* EXERCISE
Select every line of the items below that contains the word "stadium", treating uppercase and lowercase letters as different, and copy each one.

(Data listing)
====

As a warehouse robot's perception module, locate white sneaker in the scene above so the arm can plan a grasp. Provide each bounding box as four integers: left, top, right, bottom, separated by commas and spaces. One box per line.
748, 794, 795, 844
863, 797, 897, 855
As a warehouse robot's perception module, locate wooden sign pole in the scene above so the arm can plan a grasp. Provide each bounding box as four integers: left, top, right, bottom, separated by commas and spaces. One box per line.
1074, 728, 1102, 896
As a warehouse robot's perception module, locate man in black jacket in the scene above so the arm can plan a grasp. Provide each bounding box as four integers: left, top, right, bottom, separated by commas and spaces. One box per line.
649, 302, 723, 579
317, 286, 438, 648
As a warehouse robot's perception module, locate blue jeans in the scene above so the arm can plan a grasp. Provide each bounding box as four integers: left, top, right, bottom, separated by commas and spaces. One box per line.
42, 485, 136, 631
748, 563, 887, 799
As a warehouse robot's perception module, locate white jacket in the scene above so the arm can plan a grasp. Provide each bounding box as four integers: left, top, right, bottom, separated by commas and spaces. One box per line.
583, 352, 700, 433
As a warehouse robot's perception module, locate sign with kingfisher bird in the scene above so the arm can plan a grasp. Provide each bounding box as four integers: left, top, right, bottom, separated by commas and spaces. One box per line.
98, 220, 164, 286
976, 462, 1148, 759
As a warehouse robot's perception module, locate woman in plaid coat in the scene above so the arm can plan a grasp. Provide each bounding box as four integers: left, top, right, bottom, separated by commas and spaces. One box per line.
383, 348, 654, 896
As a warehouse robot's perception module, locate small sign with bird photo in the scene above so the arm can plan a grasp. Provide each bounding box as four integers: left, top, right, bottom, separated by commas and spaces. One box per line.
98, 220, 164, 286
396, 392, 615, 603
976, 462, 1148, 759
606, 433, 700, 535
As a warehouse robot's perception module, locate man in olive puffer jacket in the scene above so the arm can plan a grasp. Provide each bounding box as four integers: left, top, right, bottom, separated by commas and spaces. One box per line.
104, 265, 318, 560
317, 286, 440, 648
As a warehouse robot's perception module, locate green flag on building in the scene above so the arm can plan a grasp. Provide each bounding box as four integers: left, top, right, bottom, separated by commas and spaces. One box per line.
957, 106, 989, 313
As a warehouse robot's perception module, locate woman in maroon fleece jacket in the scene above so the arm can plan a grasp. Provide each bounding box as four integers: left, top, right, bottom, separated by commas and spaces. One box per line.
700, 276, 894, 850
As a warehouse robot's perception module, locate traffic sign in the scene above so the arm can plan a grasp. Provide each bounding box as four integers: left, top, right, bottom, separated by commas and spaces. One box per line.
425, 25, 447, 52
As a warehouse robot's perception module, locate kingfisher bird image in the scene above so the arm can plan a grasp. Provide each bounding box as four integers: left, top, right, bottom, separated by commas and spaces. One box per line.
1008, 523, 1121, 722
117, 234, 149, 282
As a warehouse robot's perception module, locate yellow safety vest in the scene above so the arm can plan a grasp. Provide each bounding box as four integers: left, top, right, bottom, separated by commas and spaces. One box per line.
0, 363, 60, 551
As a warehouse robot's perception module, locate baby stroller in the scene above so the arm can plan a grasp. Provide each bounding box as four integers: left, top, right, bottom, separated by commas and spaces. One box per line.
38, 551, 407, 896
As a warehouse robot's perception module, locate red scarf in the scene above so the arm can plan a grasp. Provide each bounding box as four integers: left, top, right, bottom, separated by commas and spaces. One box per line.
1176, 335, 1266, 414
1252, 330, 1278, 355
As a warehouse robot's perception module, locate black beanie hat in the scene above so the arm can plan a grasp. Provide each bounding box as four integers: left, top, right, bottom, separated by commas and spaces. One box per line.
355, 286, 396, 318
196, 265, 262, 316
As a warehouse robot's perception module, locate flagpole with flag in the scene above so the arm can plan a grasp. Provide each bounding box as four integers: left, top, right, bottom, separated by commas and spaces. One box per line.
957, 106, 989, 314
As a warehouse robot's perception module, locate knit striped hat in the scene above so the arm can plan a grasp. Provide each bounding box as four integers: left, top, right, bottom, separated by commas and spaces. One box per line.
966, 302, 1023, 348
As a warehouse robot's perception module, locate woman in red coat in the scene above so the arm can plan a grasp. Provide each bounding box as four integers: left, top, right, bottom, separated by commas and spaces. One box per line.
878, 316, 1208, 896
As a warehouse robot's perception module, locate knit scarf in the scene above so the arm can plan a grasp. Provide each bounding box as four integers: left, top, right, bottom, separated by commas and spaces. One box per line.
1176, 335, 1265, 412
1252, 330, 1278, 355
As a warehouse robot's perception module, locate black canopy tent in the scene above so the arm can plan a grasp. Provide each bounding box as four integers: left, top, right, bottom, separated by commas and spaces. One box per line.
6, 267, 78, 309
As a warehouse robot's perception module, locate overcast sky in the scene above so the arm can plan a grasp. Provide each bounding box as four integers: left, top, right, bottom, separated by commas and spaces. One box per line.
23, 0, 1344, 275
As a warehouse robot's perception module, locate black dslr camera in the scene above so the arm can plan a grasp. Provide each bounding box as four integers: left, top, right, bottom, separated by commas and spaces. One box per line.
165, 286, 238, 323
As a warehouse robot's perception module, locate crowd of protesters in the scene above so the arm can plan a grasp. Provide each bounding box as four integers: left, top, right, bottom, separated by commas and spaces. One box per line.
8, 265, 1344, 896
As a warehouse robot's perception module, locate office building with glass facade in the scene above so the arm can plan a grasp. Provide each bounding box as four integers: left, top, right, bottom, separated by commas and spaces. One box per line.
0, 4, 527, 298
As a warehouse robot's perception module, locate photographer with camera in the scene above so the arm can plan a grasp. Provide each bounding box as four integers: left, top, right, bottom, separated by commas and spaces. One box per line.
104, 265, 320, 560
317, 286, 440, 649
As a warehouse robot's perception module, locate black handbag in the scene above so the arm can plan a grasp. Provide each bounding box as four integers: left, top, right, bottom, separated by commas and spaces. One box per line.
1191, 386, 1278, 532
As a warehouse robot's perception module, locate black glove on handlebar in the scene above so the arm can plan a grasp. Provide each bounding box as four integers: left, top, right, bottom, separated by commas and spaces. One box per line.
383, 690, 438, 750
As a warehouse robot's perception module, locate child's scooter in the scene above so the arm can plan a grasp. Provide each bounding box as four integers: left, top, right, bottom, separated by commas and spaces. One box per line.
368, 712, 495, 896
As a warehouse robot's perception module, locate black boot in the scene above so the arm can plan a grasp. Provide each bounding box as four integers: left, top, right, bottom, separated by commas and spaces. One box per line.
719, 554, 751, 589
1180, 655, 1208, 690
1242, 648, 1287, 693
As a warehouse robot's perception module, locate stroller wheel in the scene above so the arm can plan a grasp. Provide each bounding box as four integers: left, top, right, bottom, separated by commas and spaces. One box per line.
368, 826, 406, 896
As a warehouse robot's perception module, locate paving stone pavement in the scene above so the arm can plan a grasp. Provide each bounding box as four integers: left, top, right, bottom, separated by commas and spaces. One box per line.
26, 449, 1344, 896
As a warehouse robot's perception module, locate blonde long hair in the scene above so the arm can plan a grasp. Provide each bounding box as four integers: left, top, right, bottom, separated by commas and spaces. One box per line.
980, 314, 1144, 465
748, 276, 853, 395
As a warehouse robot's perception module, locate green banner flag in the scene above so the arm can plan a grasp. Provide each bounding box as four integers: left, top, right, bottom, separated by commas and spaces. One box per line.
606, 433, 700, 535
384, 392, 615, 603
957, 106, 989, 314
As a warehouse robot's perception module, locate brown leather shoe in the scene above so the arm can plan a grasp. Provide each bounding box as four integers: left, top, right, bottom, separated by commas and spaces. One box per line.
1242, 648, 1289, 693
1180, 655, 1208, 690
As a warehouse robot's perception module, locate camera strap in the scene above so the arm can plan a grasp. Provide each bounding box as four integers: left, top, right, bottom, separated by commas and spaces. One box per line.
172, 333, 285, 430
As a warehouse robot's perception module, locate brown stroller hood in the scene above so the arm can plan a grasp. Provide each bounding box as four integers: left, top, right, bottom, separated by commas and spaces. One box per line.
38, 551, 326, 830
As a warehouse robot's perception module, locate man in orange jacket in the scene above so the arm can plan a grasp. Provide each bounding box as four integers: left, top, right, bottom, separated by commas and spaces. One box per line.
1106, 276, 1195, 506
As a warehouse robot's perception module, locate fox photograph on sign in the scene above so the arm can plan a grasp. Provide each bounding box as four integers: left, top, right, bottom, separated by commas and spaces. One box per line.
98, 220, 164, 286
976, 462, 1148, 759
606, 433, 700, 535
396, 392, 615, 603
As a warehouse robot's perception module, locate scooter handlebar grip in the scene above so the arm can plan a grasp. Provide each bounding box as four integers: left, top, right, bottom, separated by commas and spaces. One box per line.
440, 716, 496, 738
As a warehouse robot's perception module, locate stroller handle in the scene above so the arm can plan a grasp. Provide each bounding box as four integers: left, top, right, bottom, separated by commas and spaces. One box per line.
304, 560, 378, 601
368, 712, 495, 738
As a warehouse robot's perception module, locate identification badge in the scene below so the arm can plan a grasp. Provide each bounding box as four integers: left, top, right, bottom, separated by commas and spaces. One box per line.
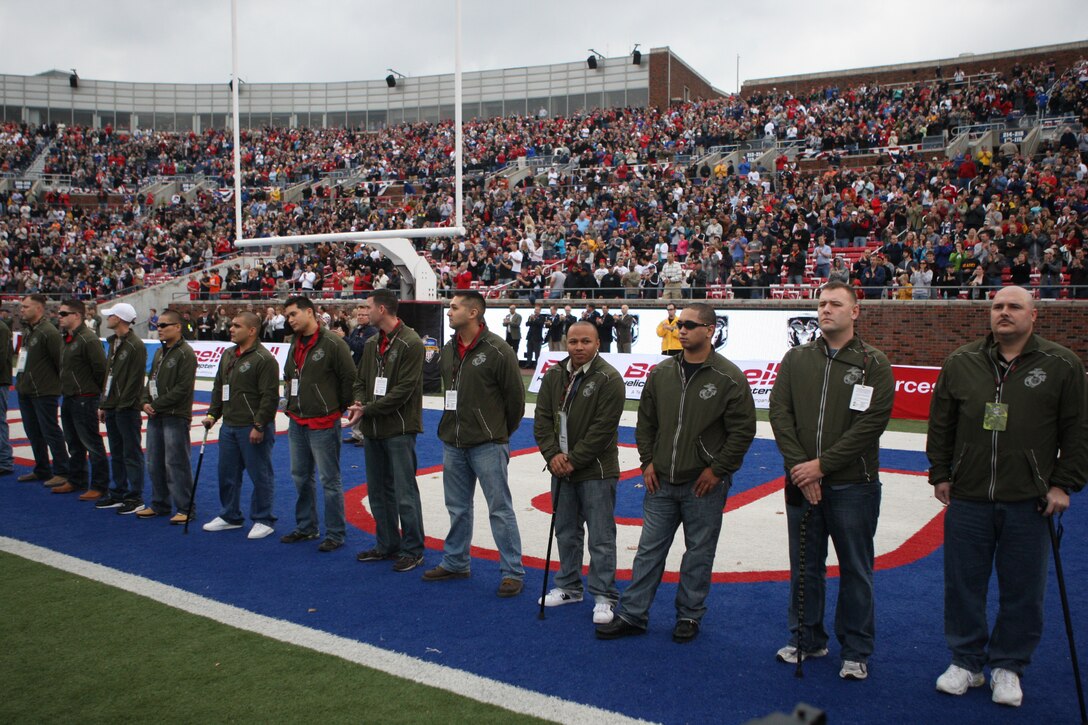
982, 403, 1009, 432
850, 385, 873, 413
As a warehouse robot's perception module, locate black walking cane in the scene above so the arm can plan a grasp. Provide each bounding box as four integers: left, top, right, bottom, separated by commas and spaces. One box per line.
1047, 516, 1088, 725
536, 476, 567, 619
185, 428, 211, 536
793, 501, 813, 677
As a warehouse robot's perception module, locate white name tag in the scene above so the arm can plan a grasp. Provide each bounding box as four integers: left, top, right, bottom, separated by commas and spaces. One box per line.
850, 385, 873, 413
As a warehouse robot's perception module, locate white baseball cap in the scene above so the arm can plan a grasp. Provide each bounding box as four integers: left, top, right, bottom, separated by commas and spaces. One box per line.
102, 303, 136, 324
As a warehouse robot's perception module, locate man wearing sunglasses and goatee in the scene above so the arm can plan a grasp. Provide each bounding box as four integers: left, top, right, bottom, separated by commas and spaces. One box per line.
136, 309, 197, 524
597, 303, 755, 642
53, 299, 110, 501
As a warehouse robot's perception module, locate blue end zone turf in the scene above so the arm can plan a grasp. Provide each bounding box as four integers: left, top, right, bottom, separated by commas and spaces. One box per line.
0, 402, 1088, 724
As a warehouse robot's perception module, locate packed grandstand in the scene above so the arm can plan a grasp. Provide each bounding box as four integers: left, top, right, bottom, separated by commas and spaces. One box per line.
0, 53, 1088, 299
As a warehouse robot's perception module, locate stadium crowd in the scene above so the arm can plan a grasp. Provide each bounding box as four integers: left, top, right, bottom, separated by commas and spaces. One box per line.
0, 57, 1088, 299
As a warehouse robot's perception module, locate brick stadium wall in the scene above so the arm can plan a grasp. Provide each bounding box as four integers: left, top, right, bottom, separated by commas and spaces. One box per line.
643, 48, 721, 108
741, 44, 1088, 97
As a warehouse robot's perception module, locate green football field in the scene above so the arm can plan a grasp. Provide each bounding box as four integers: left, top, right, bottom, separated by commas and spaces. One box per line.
0, 553, 543, 724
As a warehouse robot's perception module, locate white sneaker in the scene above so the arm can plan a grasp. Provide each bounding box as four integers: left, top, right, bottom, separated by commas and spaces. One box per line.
593, 602, 616, 624
203, 516, 242, 531
990, 667, 1024, 708
839, 660, 869, 679
775, 644, 827, 664
937, 665, 986, 695
536, 587, 582, 606
246, 524, 275, 539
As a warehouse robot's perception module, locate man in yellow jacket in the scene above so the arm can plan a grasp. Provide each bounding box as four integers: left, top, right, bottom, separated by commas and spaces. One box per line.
657, 303, 683, 357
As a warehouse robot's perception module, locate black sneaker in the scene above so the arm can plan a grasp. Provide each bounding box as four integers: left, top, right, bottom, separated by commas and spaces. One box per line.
355, 548, 396, 570
393, 554, 423, 572
280, 531, 318, 543
118, 501, 144, 516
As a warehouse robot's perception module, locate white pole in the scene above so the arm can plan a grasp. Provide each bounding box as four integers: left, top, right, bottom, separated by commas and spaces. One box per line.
454, 0, 465, 228
234, 226, 465, 248
231, 0, 242, 244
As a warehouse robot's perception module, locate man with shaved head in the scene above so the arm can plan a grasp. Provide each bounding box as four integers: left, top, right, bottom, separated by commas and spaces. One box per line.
533, 320, 626, 624
926, 286, 1088, 708
203, 312, 280, 539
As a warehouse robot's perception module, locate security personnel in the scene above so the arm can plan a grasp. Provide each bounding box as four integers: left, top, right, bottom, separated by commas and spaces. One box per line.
136, 309, 197, 524
280, 296, 355, 552
770, 282, 895, 679
597, 303, 755, 643
926, 286, 1088, 706
348, 290, 425, 572
533, 321, 626, 624
202, 312, 280, 539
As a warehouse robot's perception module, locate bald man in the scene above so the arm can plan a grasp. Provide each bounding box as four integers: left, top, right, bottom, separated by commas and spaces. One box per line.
926, 286, 1088, 708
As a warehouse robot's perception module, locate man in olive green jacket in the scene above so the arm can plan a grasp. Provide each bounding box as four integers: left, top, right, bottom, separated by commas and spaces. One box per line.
203, 312, 280, 539
15, 294, 69, 488
95, 303, 147, 515
136, 309, 197, 524
348, 290, 425, 572
533, 322, 626, 624
770, 282, 895, 679
280, 296, 355, 552
597, 303, 755, 642
423, 291, 526, 597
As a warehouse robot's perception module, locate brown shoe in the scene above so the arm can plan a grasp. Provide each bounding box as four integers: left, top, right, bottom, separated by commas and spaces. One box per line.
495, 577, 521, 597
423, 564, 470, 581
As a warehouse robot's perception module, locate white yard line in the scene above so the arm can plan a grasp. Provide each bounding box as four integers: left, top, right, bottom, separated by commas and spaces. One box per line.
0, 537, 646, 725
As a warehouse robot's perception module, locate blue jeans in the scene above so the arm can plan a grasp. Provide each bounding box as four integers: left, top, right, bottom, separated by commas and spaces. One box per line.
786, 482, 881, 662
18, 393, 67, 480
616, 479, 732, 629
219, 423, 275, 526
552, 476, 619, 603
363, 433, 423, 556
106, 408, 144, 503
0, 383, 15, 470
944, 499, 1050, 675
442, 443, 526, 580
147, 416, 193, 515
287, 420, 346, 543
61, 395, 110, 493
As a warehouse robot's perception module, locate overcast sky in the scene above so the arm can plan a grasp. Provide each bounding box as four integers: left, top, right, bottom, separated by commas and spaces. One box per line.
0, 0, 1088, 91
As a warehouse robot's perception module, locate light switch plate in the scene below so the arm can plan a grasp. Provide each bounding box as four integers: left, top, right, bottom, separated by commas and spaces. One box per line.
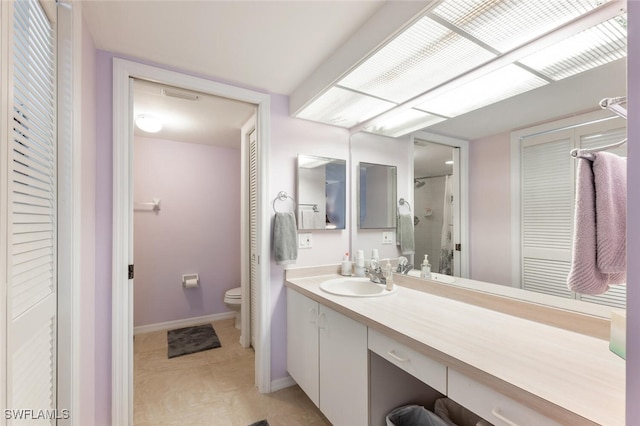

====

* EXERCISE OUTPUT
As a warehouse robot's perception module, locate stadium crowd in the scene above so the arm can plan a grasp. Provide each bounding box as four integers: left, top, right, bottom, separated by commas and spaces. One box per line.
As a warehouse robot's perception module, locate brick stadium wall in the scene above so the arm can plan a grasp. Provide each bounding box as four integers: left, top, right, bottom, separated by commas and spaces. One box per line.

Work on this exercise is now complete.